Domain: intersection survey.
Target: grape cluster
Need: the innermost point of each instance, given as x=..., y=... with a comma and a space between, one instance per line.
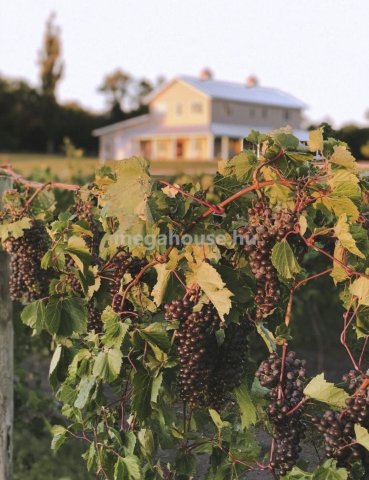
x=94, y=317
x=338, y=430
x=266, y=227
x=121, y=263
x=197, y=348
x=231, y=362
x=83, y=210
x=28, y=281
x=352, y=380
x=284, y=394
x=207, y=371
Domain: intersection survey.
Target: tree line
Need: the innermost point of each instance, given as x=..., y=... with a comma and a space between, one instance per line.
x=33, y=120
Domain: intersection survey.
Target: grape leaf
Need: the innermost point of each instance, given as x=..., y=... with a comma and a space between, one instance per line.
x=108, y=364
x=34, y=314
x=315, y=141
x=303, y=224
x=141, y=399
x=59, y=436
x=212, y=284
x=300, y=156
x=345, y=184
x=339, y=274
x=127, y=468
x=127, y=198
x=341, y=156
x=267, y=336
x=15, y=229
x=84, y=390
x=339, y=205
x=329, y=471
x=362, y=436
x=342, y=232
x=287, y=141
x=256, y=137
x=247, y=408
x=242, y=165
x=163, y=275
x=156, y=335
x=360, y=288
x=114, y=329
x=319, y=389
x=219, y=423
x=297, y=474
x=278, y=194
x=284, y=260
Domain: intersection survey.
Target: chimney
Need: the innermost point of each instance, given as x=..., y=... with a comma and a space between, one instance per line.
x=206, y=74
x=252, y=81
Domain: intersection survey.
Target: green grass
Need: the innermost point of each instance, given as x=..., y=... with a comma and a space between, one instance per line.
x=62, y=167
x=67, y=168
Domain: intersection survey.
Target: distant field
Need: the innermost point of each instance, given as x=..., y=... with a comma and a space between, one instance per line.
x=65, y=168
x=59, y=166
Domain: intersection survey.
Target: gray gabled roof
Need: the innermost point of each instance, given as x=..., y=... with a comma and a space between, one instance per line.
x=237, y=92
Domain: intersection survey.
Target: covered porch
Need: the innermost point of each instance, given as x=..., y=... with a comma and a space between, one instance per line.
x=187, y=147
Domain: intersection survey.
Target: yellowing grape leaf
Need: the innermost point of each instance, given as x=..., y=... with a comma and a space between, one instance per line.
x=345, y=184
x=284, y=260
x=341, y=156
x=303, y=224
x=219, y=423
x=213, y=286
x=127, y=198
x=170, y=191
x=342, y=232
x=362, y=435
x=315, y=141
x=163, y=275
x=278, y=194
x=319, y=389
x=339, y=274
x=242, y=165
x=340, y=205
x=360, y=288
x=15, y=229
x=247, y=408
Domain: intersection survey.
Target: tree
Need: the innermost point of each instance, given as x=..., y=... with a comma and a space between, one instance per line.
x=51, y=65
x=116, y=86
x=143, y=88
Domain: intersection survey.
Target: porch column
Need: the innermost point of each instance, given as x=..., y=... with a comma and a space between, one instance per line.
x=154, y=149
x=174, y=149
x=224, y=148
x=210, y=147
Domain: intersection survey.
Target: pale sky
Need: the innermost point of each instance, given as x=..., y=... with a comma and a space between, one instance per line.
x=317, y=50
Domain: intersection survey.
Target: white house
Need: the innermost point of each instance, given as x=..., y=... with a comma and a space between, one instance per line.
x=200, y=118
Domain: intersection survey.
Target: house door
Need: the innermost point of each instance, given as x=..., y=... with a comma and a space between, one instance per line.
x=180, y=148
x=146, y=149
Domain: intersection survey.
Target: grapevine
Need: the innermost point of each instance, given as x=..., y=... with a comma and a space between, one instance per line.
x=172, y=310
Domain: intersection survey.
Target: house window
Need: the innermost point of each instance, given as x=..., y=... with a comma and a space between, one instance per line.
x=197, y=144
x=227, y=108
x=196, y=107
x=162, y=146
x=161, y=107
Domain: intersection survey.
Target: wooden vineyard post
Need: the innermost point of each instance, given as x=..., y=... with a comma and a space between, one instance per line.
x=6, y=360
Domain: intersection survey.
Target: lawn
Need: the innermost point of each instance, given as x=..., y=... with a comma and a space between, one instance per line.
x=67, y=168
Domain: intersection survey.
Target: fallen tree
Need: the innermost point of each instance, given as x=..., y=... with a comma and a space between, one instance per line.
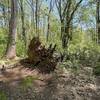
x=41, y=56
· · · · ·
From the first line of the listing above, repeat every line through the one holding "Target: grape leaf". Both ends count, and pictures stay out.

Domain: intersection survey.
Target: grape cluster
Need: the innermost point of each instance, given as x=..., y=... with a comma and a space between, one instance per line.
x=94, y=317
x=338, y=430
x=266, y=227
x=121, y=263
x=197, y=348
x=231, y=362
x=83, y=210
x=28, y=281
x=352, y=380
x=284, y=394
x=207, y=371
Domain: intersection survey.
Target: tree line
Need: the innermost point of each instance, given as x=..., y=... with a comma and a space between, one instance per line.
x=33, y=120
Domain: intersection survey.
Target: grape leaf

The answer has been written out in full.